- Material shown:

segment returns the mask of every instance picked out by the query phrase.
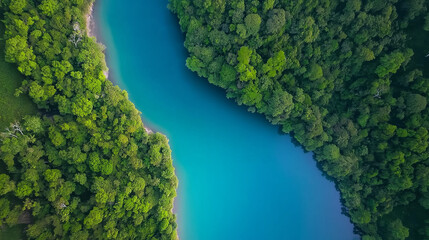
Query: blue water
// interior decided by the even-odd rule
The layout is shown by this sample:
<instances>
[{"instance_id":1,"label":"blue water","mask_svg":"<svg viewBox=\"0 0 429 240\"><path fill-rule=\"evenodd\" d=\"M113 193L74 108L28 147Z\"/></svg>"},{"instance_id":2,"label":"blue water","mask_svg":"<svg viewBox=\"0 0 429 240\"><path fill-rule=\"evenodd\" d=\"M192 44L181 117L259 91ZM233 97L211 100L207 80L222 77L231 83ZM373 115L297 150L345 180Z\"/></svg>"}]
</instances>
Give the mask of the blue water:
<instances>
[{"instance_id":1,"label":"blue water","mask_svg":"<svg viewBox=\"0 0 429 240\"><path fill-rule=\"evenodd\" d=\"M167 0L99 0L111 76L168 136L182 240L358 239L311 153L185 66Z\"/></svg>"}]
</instances>

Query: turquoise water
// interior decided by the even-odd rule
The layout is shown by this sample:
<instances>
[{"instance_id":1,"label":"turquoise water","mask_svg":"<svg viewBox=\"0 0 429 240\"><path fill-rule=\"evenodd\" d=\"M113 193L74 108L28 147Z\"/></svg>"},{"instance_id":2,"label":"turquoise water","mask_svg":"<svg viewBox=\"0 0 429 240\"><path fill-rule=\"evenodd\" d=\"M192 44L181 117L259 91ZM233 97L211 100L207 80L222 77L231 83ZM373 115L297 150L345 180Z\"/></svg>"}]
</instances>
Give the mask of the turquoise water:
<instances>
[{"instance_id":1,"label":"turquoise water","mask_svg":"<svg viewBox=\"0 0 429 240\"><path fill-rule=\"evenodd\" d=\"M182 240L358 239L311 153L185 66L167 0L103 0L95 17L111 76L168 136Z\"/></svg>"}]
</instances>

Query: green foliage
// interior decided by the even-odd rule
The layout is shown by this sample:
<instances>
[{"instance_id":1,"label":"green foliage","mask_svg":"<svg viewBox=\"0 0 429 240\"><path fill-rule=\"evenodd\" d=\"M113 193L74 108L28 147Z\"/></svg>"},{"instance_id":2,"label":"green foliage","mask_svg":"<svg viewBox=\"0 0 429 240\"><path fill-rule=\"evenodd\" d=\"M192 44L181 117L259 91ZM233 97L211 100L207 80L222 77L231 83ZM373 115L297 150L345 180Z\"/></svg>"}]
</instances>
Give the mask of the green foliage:
<instances>
[{"instance_id":1,"label":"green foliage","mask_svg":"<svg viewBox=\"0 0 429 240\"><path fill-rule=\"evenodd\" d=\"M26 5L27 5L26 0L15 0L15 1L11 1L10 5L9 5L9 9L10 9L10 11L12 11L15 14L20 14L20 13L22 13L22 11Z\"/></svg>"},{"instance_id":2,"label":"green foliage","mask_svg":"<svg viewBox=\"0 0 429 240\"><path fill-rule=\"evenodd\" d=\"M288 92L276 89L273 92L269 109L267 111L273 117L284 116L286 118L289 116L294 107L292 99L293 96Z\"/></svg>"},{"instance_id":3,"label":"green foliage","mask_svg":"<svg viewBox=\"0 0 429 240\"><path fill-rule=\"evenodd\" d=\"M85 117L92 111L92 102L85 97L78 97L72 103L72 112L79 117Z\"/></svg>"},{"instance_id":4,"label":"green foliage","mask_svg":"<svg viewBox=\"0 0 429 240\"><path fill-rule=\"evenodd\" d=\"M261 27L261 17L258 14L249 14L244 18L246 24L247 34L255 35L259 32Z\"/></svg>"},{"instance_id":5,"label":"green foliage","mask_svg":"<svg viewBox=\"0 0 429 240\"><path fill-rule=\"evenodd\" d=\"M42 4L39 5L39 9L42 11L42 14L48 17L52 16L58 8L59 3L56 0L43 0Z\"/></svg>"},{"instance_id":6,"label":"green foliage","mask_svg":"<svg viewBox=\"0 0 429 240\"><path fill-rule=\"evenodd\" d=\"M377 67L377 69L375 69L375 73L379 77L384 77L389 73L396 73L404 61L405 56L399 51L383 56L380 59L381 64Z\"/></svg>"},{"instance_id":7,"label":"green foliage","mask_svg":"<svg viewBox=\"0 0 429 240\"><path fill-rule=\"evenodd\" d=\"M252 50L246 46L243 46L238 51L238 64L236 70L239 73L240 81L247 82L256 79L256 70L250 65L250 57Z\"/></svg>"},{"instance_id":8,"label":"green foliage","mask_svg":"<svg viewBox=\"0 0 429 240\"><path fill-rule=\"evenodd\" d=\"M308 70L306 76L312 81L323 77L322 67L316 63L311 64L310 69Z\"/></svg>"},{"instance_id":9,"label":"green foliage","mask_svg":"<svg viewBox=\"0 0 429 240\"><path fill-rule=\"evenodd\" d=\"M210 11L170 0L170 9L189 58L212 49L222 66L191 69L314 151L363 239L402 239L408 227L424 239L424 224L385 216L428 205L428 1L231 0Z\"/></svg>"},{"instance_id":10,"label":"green foliage","mask_svg":"<svg viewBox=\"0 0 429 240\"><path fill-rule=\"evenodd\" d=\"M426 109L427 100L420 94L411 93L406 98L407 111L410 113L420 113Z\"/></svg>"},{"instance_id":11,"label":"green foliage","mask_svg":"<svg viewBox=\"0 0 429 240\"><path fill-rule=\"evenodd\" d=\"M36 133L36 134L44 131L43 122L42 122L42 119L40 119L40 117L25 116L24 120L25 120L24 129L26 131Z\"/></svg>"},{"instance_id":12,"label":"green foliage","mask_svg":"<svg viewBox=\"0 0 429 240\"><path fill-rule=\"evenodd\" d=\"M386 236L387 240L404 240L409 236L409 231L400 219L396 219L387 226Z\"/></svg>"},{"instance_id":13,"label":"green foliage","mask_svg":"<svg viewBox=\"0 0 429 240\"><path fill-rule=\"evenodd\" d=\"M273 9L268 13L266 32L274 34L283 29L286 24L286 12L283 9Z\"/></svg>"},{"instance_id":14,"label":"green foliage","mask_svg":"<svg viewBox=\"0 0 429 240\"><path fill-rule=\"evenodd\" d=\"M2 14L0 13L0 17ZM16 66L5 62L4 26L0 22L0 130L9 127L11 122L17 121L28 114L36 113L36 106L25 95L19 95L19 88L24 77L16 69Z\"/></svg>"},{"instance_id":15,"label":"green foliage","mask_svg":"<svg viewBox=\"0 0 429 240\"><path fill-rule=\"evenodd\" d=\"M94 207L92 209L88 216L86 216L84 220L84 224L86 228L93 228L100 224L103 221L103 210L99 209L98 207Z\"/></svg>"},{"instance_id":16,"label":"green foliage","mask_svg":"<svg viewBox=\"0 0 429 240\"><path fill-rule=\"evenodd\" d=\"M90 3L5 1L5 57L40 113L0 131L0 225L27 224L28 239L176 239L168 140L106 81L102 47L81 30ZM195 71L216 61L194 53ZM225 66L222 81L235 75Z\"/></svg>"},{"instance_id":17,"label":"green foliage","mask_svg":"<svg viewBox=\"0 0 429 240\"><path fill-rule=\"evenodd\" d=\"M224 64L220 71L220 81L216 85L227 88L235 83L236 78L237 71L235 71L234 67L229 64Z\"/></svg>"},{"instance_id":18,"label":"green foliage","mask_svg":"<svg viewBox=\"0 0 429 240\"><path fill-rule=\"evenodd\" d=\"M274 7L274 3L276 0L265 0L263 3L263 11L264 13Z\"/></svg>"},{"instance_id":19,"label":"green foliage","mask_svg":"<svg viewBox=\"0 0 429 240\"><path fill-rule=\"evenodd\" d=\"M323 157L327 160L336 160L340 157L340 149L334 144L323 147Z\"/></svg>"}]
</instances>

- Directions: A verbatim reproduction of each entry is expected, with every picture omitted.

- Solution:
segment returns the mask of every instance picked out by the query phrase.
Query: blue water
// interior decided by the even-odd rule
The layout is shown by this sample:
<instances>
[{"instance_id":1,"label":"blue water","mask_svg":"<svg viewBox=\"0 0 429 240\"><path fill-rule=\"evenodd\" d=\"M113 193L74 108L28 147Z\"/></svg>"},{"instance_id":2,"label":"blue water","mask_svg":"<svg viewBox=\"0 0 429 240\"><path fill-rule=\"evenodd\" d=\"M192 44L181 117L259 91ZM233 97L211 100L207 80L222 77L231 83ZM373 115L297 150L345 180Z\"/></svg>"}]
</instances>
Give the mask of the blue water:
<instances>
[{"instance_id":1,"label":"blue water","mask_svg":"<svg viewBox=\"0 0 429 240\"><path fill-rule=\"evenodd\" d=\"M167 0L99 0L111 76L168 136L182 240L358 239L311 153L185 66Z\"/></svg>"}]
</instances>

Query: turquoise water
// interior decided by the even-odd rule
The layout is shown by this sample:
<instances>
[{"instance_id":1,"label":"turquoise water","mask_svg":"<svg viewBox=\"0 0 429 240\"><path fill-rule=\"evenodd\" d=\"M113 193L74 108L28 147Z\"/></svg>"},{"instance_id":2,"label":"turquoise water","mask_svg":"<svg viewBox=\"0 0 429 240\"><path fill-rule=\"evenodd\" d=\"M192 44L181 117L259 91ZM233 97L211 100L207 80L222 77L231 83ZM373 115L297 150L345 180Z\"/></svg>"}]
</instances>
Give the mask of the turquoise water:
<instances>
[{"instance_id":1,"label":"turquoise water","mask_svg":"<svg viewBox=\"0 0 429 240\"><path fill-rule=\"evenodd\" d=\"M182 240L358 239L311 153L185 66L167 0L103 0L95 17L111 76L168 136Z\"/></svg>"}]
</instances>

Query: green foliage
// interior decided by the even-odd rule
The layout is shown by this sample:
<instances>
[{"instance_id":1,"label":"green foliage","mask_svg":"<svg viewBox=\"0 0 429 240\"><path fill-rule=\"evenodd\" d=\"M113 193L74 108L28 147Z\"/></svg>"},{"instance_id":2,"label":"green foliage","mask_svg":"<svg viewBox=\"0 0 429 240\"><path fill-rule=\"evenodd\" d=\"M192 44L181 117L259 91ZM233 97L211 100L207 80L222 77L231 83ZM373 115L297 150L345 180Z\"/></svg>"}]
</instances>
Give the mask of the green foliage:
<instances>
[{"instance_id":1,"label":"green foliage","mask_svg":"<svg viewBox=\"0 0 429 240\"><path fill-rule=\"evenodd\" d=\"M26 5L27 5L26 0L15 0L15 1L11 1L10 5L9 5L9 9L10 9L10 11L12 11L15 14L20 14L20 13L22 13L22 11Z\"/></svg>"},{"instance_id":2,"label":"green foliage","mask_svg":"<svg viewBox=\"0 0 429 240\"><path fill-rule=\"evenodd\" d=\"M288 92L276 89L273 92L269 109L267 111L273 117L284 116L286 118L289 116L294 107L292 99L293 96Z\"/></svg>"},{"instance_id":3,"label":"green foliage","mask_svg":"<svg viewBox=\"0 0 429 240\"><path fill-rule=\"evenodd\" d=\"M85 117L92 111L92 102L85 97L78 97L72 103L72 112L79 117Z\"/></svg>"},{"instance_id":4,"label":"green foliage","mask_svg":"<svg viewBox=\"0 0 429 240\"><path fill-rule=\"evenodd\" d=\"M261 27L261 17L258 14L249 14L244 18L246 24L247 34L255 35L259 32Z\"/></svg>"},{"instance_id":5,"label":"green foliage","mask_svg":"<svg viewBox=\"0 0 429 240\"><path fill-rule=\"evenodd\" d=\"M42 4L39 5L39 9L42 11L42 14L48 17L52 16L58 8L59 3L56 0L43 0Z\"/></svg>"},{"instance_id":6,"label":"green foliage","mask_svg":"<svg viewBox=\"0 0 429 240\"><path fill-rule=\"evenodd\" d=\"M377 67L377 69L375 69L375 73L379 77L384 77L389 73L396 73L404 61L405 56L399 51L383 56L380 59L381 64Z\"/></svg>"},{"instance_id":7,"label":"green foliage","mask_svg":"<svg viewBox=\"0 0 429 240\"><path fill-rule=\"evenodd\" d=\"M252 50L246 46L243 46L238 51L238 64L236 70L239 73L240 81L247 82L256 79L256 70L250 65L250 57Z\"/></svg>"},{"instance_id":8,"label":"green foliage","mask_svg":"<svg viewBox=\"0 0 429 240\"><path fill-rule=\"evenodd\" d=\"M308 70L306 76L312 81L323 77L322 67L316 63L311 64L310 69Z\"/></svg>"},{"instance_id":9,"label":"green foliage","mask_svg":"<svg viewBox=\"0 0 429 240\"><path fill-rule=\"evenodd\" d=\"M210 11L170 0L170 9L189 58L212 49L222 66L191 69L314 151L363 239L402 239L408 227L424 239L424 224L385 216L428 205L428 1L231 0Z\"/></svg>"},{"instance_id":10,"label":"green foliage","mask_svg":"<svg viewBox=\"0 0 429 240\"><path fill-rule=\"evenodd\" d=\"M426 109L427 100L420 94L411 93L406 98L407 111L410 113L420 113Z\"/></svg>"},{"instance_id":11,"label":"green foliage","mask_svg":"<svg viewBox=\"0 0 429 240\"><path fill-rule=\"evenodd\" d=\"M36 133L36 134L44 131L43 122L42 122L42 119L40 119L40 117L25 116L24 120L25 120L24 129L26 131Z\"/></svg>"},{"instance_id":12,"label":"green foliage","mask_svg":"<svg viewBox=\"0 0 429 240\"><path fill-rule=\"evenodd\" d=\"M386 236L387 240L404 240L409 236L409 231L400 219L396 219L387 226Z\"/></svg>"},{"instance_id":13,"label":"green foliage","mask_svg":"<svg viewBox=\"0 0 429 240\"><path fill-rule=\"evenodd\" d=\"M273 9L268 13L266 32L274 34L283 29L286 24L286 12L283 9Z\"/></svg>"},{"instance_id":14,"label":"green foliage","mask_svg":"<svg viewBox=\"0 0 429 240\"><path fill-rule=\"evenodd\" d=\"M2 14L0 13L0 17ZM16 66L5 62L4 26L0 22L0 130L9 127L11 122L17 121L28 114L36 113L36 106L25 95L19 95L19 88L24 77L16 69Z\"/></svg>"},{"instance_id":15,"label":"green foliage","mask_svg":"<svg viewBox=\"0 0 429 240\"><path fill-rule=\"evenodd\" d=\"M94 207L92 209L88 216L86 216L84 220L84 224L86 228L93 228L100 224L103 221L103 210L99 209L98 207Z\"/></svg>"},{"instance_id":16,"label":"green foliage","mask_svg":"<svg viewBox=\"0 0 429 240\"><path fill-rule=\"evenodd\" d=\"M90 3L5 1L5 57L40 113L0 131L0 225L27 224L28 239L176 239L168 140L106 81L102 47L81 30ZM195 71L216 61L194 53ZM225 66L222 81L235 75Z\"/></svg>"},{"instance_id":17,"label":"green foliage","mask_svg":"<svg viewBox=\"0 0 429 240\"><path fill-rule=\"evenodd\" d=\"M224 64L220 71L220 81L216 85L227 88L235 83L236 78L237 71L235 71L234 67L229 64Z\"/></svg>"},{"instance_id":18,"label":"green foliage","mask_svg":"<svg viewBox=\"0 0 429 240\"><path fill-rule=\"evenodd\" d=\"M274 7L274 3L276 0L265 0L263 3L263 11L264 13Z\"/></svg>"},{"instance_id":19,"label":"green foliage","mask_svg":"<svg viewBox=\"0 0 429 240\"><path fill-rule=\"evenodd\" d=\"M323 157L327 160L336 160L340 157L340 149L334 144L323 147Z\"/></svg>"}]
</instances>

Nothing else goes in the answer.